### Esercizi
1) Ricopia per intero il racconto di viaggio in Laos, senza cambiare nulla.
2) Trasforma in una lista numerata le righe dell'elenco, dalla prima fino alla riga che contiene "[431,157,453,177]" inclusa, tralasciando le righe vuote.
━━━━━ Brano di testo ━━━━━
SULLE ORME DI SAM PECK – LAOS (PARTE – 3)

di GIANCARLO LUPO 

Alla scoperta dei Hmong, terza parte

Mi alzo un po’ di volte con la lampada elettrica per uscire all’aperto, sotto il cielo stellato, a pisciare. Sento un ululìo di cani, un ronzio lontano, poi nessun rumore.

Torno a letto e dormo, nonostante fetore e sporcizia mai visti prima.

Sveglia alle sei, Jessica dorme, mr. Lee si è alzato e armeggia nella polvere.

Un’aura lattiginosa persa nel tempo, i bambini bellissimi, in abiti laceri, a piedi nudi, sporchi, giocano nel chiarore mattutino, come se fossero i padroni di un mondo in disfacimento: avvallamenti del terreno su cui scorre piscio di animali, rifiuti, cartacce sospinte dal vento, mucchietti ben distinti di escrementi umani. Children PlayinI bambini comunque ridono, si tuffano nei fiumi della foresta, nuotando con le sanguisughe, salgono sugli alberi assaporando libertà, cacciano animali come i “grandi” e vivono, come se questo non dovesse mai finire. Eppure a 12 anni l’infanzia ha termine e loro si accorgono di popolare un mondo dimenticato dalla storia, in rovina, e sono già pronti a entrare nell’età adulta e a rompersi la schiena sui campi di riso.

Facciamo colazione con pane schifoso, marmellata schifosa, caffè schifoso, mentre il padrone di casa, accovacciato a torso nudo, con un sarong a coprirgli le gambe, fuma oppio dal tubo di bambù.
━━━━━ Voci fornite ━━━━━
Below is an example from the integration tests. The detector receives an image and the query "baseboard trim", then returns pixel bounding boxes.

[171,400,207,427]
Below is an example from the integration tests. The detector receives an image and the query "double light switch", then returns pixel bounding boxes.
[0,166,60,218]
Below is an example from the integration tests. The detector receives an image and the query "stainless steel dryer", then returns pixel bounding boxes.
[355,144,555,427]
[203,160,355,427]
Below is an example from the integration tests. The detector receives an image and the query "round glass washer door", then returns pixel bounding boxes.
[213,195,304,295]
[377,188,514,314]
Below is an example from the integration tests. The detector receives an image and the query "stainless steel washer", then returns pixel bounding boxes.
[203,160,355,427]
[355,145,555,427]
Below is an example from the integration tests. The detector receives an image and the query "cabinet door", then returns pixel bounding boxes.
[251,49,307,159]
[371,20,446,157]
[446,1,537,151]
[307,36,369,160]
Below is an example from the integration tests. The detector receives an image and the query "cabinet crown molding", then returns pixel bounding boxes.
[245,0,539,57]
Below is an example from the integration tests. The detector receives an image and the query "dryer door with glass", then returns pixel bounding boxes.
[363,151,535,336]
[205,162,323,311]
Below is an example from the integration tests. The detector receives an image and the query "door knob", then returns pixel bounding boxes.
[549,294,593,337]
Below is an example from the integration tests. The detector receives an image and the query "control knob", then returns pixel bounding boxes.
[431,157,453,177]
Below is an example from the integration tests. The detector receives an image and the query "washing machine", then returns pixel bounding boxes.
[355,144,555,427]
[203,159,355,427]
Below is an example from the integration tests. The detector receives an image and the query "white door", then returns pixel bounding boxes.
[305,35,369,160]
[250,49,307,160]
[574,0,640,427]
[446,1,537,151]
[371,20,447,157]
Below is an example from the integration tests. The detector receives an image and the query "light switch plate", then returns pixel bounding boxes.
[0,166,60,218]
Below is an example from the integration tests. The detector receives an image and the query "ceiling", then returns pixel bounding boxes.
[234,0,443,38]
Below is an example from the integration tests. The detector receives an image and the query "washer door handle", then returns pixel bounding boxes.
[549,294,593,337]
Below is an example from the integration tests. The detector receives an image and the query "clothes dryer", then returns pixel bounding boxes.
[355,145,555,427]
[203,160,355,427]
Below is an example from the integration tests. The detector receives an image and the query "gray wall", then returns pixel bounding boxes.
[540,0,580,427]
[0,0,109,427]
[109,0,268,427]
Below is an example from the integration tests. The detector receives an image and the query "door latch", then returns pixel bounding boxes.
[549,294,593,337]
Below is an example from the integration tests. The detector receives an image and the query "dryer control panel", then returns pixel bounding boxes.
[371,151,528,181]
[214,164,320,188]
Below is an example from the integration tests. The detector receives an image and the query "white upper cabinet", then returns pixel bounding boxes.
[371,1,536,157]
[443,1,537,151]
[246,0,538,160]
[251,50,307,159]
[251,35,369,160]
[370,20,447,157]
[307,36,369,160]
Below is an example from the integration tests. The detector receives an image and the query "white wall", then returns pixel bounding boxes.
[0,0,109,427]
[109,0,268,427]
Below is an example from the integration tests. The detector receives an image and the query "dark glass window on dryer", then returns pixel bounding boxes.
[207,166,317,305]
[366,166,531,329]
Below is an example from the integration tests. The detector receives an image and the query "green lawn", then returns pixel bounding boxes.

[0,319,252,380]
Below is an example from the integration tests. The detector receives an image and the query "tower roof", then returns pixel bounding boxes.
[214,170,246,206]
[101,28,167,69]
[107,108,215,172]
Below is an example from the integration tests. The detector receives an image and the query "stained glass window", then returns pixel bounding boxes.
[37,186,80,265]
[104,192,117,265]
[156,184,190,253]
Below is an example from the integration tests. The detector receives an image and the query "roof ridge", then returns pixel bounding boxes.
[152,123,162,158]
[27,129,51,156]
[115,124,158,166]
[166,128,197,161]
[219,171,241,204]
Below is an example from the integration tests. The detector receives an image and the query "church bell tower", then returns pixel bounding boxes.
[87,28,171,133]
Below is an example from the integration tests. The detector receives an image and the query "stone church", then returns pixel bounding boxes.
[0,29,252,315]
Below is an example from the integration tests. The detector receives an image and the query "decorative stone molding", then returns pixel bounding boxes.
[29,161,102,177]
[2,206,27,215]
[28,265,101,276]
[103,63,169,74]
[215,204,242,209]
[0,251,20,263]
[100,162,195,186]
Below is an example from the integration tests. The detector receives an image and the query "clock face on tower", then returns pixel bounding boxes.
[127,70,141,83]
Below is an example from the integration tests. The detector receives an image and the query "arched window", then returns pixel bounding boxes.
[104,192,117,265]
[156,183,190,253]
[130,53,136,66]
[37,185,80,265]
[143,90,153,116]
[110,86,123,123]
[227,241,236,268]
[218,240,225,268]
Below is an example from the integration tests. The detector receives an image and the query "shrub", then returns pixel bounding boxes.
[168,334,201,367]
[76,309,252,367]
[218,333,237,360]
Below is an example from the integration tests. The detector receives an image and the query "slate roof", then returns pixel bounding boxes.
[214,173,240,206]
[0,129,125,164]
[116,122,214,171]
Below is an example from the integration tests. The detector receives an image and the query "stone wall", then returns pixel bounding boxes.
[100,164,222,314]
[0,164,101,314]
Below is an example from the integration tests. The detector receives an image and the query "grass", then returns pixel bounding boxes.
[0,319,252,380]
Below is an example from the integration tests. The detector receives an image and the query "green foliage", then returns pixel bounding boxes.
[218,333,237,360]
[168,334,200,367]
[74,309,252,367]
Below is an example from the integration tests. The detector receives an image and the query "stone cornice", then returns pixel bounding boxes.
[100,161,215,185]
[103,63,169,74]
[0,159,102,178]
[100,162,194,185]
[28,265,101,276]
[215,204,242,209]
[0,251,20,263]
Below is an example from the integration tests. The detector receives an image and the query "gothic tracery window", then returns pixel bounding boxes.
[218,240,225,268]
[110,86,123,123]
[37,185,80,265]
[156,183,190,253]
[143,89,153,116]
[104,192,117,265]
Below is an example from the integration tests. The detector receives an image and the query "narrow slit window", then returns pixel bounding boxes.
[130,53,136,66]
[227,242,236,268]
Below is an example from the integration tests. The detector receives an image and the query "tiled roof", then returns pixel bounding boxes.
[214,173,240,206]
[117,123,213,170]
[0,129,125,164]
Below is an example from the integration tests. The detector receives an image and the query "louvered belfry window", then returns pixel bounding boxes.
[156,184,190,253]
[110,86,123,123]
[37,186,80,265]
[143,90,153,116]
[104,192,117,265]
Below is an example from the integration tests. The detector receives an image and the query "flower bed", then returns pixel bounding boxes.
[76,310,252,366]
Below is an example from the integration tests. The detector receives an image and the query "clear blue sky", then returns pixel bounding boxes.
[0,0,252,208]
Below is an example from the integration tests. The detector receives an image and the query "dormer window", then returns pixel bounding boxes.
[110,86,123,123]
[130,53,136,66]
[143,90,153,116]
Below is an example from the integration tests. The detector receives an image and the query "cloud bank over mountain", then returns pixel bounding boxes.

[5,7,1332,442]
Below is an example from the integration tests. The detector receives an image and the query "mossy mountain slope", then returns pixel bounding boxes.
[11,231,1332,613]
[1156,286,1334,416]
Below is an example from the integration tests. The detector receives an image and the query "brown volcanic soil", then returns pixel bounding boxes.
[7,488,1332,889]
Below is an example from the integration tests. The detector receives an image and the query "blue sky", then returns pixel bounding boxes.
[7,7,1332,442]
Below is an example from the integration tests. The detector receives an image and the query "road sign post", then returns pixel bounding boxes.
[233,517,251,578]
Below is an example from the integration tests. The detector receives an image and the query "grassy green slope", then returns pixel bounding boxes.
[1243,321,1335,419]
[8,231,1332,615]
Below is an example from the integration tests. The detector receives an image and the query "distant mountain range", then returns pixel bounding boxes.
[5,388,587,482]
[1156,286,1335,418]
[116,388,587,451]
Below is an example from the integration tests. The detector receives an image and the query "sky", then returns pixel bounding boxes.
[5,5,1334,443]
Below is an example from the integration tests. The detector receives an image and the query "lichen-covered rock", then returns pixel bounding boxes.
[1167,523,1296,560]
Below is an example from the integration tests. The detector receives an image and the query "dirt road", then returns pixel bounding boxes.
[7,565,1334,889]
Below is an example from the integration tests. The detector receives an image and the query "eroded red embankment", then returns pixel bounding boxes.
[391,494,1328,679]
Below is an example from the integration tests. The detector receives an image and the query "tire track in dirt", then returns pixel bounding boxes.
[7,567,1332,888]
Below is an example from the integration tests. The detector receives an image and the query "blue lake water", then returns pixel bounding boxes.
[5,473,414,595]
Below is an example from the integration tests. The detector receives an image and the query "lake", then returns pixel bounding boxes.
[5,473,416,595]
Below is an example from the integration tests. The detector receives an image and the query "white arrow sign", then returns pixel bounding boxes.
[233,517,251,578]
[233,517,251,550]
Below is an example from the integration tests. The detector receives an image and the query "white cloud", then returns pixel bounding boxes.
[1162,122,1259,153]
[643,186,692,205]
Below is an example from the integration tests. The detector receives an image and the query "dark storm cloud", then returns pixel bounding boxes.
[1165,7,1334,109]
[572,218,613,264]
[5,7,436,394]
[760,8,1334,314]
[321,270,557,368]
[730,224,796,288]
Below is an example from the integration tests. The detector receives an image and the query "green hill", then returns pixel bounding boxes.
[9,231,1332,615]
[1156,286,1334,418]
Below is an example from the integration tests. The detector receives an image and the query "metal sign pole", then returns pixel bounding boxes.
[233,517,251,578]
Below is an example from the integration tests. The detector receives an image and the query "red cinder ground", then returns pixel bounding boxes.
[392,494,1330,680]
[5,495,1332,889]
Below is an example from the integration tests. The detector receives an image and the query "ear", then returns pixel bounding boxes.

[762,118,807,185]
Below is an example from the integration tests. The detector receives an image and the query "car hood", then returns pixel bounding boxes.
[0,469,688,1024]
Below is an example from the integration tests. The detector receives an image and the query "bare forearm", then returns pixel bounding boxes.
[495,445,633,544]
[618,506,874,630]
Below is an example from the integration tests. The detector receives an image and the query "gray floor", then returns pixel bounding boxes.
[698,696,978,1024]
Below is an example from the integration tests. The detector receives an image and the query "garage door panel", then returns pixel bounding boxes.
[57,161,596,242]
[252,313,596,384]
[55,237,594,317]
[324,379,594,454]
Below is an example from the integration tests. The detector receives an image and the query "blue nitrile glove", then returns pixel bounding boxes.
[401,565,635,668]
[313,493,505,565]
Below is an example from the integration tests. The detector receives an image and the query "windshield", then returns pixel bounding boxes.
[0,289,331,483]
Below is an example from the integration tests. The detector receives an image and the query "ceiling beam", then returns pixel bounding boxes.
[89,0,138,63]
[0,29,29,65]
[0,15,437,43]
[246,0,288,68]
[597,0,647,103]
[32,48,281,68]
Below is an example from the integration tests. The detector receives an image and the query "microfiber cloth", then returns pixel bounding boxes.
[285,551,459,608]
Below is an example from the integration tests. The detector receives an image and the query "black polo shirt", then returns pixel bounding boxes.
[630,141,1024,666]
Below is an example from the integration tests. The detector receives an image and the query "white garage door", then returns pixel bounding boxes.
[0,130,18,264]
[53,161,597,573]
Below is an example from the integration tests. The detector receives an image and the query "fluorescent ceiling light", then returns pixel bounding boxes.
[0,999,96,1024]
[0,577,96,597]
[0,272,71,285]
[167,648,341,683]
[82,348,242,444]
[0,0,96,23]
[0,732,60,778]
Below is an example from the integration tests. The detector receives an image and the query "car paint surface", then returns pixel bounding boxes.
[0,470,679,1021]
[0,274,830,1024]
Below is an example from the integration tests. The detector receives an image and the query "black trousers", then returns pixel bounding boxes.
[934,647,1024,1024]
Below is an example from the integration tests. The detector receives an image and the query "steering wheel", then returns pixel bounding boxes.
━━━━━
### Risposte per compito
1)
SULLE ORME DI SAM PECK – LAOS (PARTE – 3)

di GIANCARLO LUPO 

Alla scoperta dei Hmong, terza parte

Mi alzo un po’ di volte con la lampada elettrica per uscire all’aperto, sotto il cielo stellato, a pisciare. Sento un ululìo di cani, un ronzio lontano, poi nessun rumore.

Torno a letto e dormo, nonostante fetore e sporcizia mai visti prima.

Sveglia alle sei, Jessica dorme, mr. Lee si è alzato e armeggia nella polvere.

Un’aura lattiginosa persa nel tempo, i bambini bellissimi, in abiti laceri, a piedi nudi, sporchi, giocano nel chiarore mattutino, come se fossero i padroni di un mondo in disfacimento: avvallamenti del terreno su cui scorre piscio di animali, rifiuti, cartacce sospinte dal vento, mucchietti ben distinti di escrementi umani. Children PlayinI bambini comunque ridono, si tuffano nei fiumi della foresta, nuotando con le sanguisughe, salgono sugli alberi assaporando libertà, cacciano animali come i “grandi” e vivono, come se questo non dovesse mai finire. Eppure a 12 anni l’infanzia ha termine e loro si accorgono di popolare un mondo dimenticato dalla storia, in rovina, e sono già pronti a entrare nell’età adulta e a rompersi la schiena sui campi di riso.

Facciamo colazione con pane schifoso, marmellata schifosa, caffè schifoso, mentre il padrone di casa, accovacciato a torso nudo, con un sarong a coprirgli le gambe, fuma oppio dal tubo di bambù.

2)
1. Below is an example from the integration tests. The detector receives an image and the query "baseboard trim", then returns pixel bounding boxes.
2. [171,400,207,427]
3. Below is an example from the integration tests. The detector receives an image and the query "double light switch", then returns pixel bounding boxes.
4. [0,166,60,218]
5. Below is an example from the integration tests. The detector receives an image and the query "stainless steel dryer", then returns pixel bounding boxes.
6. [355,144,555,427]
7. [203,160,355,427]
8. Below is an example from the integration tests. The detector receives an image and the query "round glass washer door", then returns pixel bounding boxes.
9. [213,195,304,295]
10. [377,188,514,314]
11. Below is an example from the integration tests. The detector receives an image and the query "stainless steel washer", then returns pixel bounding boxes.
12. [203,160,355,427]
13. [355,145,555,427]
14. Below is an example from the integration tests. The detector receives an image and the query "cabinet door", then returns pixel bounding boxes.
15. [251,49,307,159]
16. [371,20,446,157]
17. [446,1,537,151]
18. [307,36,369,160]
19. Below is an example from the integration tests. The detector receives an image and the query "cabinet crown molding", then returns pixel bounding boxes.
20. [245,0,539,57]
21. Below is an example from the integration tests. The detector receives an image and the query "dryer door with glass", then returns pixel bounding boxes.
22. [363,151,535,336]
23. [205,162,323,311]
24. Below is an example from the integration tests. The detector receives an image and the query "door knob", then returns pixel bounding boxes.
25. [549,294,593,337]
26. Below is an example from the integration tests. The detector receives an image and the query "control knob", then returns pixel bounding boxes.
27. [431,157,453,177]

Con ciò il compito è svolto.